START Material supplied
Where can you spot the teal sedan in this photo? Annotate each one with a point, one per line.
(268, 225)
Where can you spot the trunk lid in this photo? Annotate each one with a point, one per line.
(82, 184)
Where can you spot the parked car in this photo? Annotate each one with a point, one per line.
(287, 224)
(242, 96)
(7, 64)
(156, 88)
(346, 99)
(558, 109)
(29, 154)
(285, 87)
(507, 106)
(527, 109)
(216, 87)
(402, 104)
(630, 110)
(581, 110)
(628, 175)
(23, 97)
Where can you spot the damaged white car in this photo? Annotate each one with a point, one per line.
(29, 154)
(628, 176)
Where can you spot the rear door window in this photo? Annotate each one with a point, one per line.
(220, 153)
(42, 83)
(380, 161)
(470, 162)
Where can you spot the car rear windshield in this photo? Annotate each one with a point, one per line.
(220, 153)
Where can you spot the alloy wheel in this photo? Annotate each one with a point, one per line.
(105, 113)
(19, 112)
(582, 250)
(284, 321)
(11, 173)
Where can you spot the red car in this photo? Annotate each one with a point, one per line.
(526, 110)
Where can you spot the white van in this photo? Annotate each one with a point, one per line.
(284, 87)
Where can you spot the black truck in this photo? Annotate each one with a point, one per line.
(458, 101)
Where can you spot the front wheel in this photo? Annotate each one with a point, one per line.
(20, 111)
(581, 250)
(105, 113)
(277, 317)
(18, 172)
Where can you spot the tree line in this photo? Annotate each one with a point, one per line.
END Material supplied
Find the line containing "Where can you spot the rear" in the data above. Please transcribe it and every line after it, exactly.

Where can you spot the rear door window in this photo? Annotate each one with a point, one per line.
(220, 153)
(42, 83)
(380, 161)
(470, 162)
Where can you spot the car rear windshield in this photo? Annotate each one with a point, one per line.
(220, 153)
Where can you spot the alloy wheel in this photo? Annotate each one with a point, one per line.
(105, 113)
(19, 112)
(582, 250)
(284, 321)
(11, 173)
Where can you spot the red car in this photo? Annotate each one with a point, one per line.
(526, 110)
Where can you spot the white van in this photo? Annotate each one with a point, one per line.
(284, 87)
Where can you spot the black truck in this photo? Annotate each one with a point, one per line.
(458, 101)
Where can you spot the front wheel in this photo? Annotate each one with a point, one per line.
(20, 111)
(581, 250)
(105, 113)
(277, 317)
(18, 172)
Where can you spot the tree line in this photo? Annotate each one with a point, one per line.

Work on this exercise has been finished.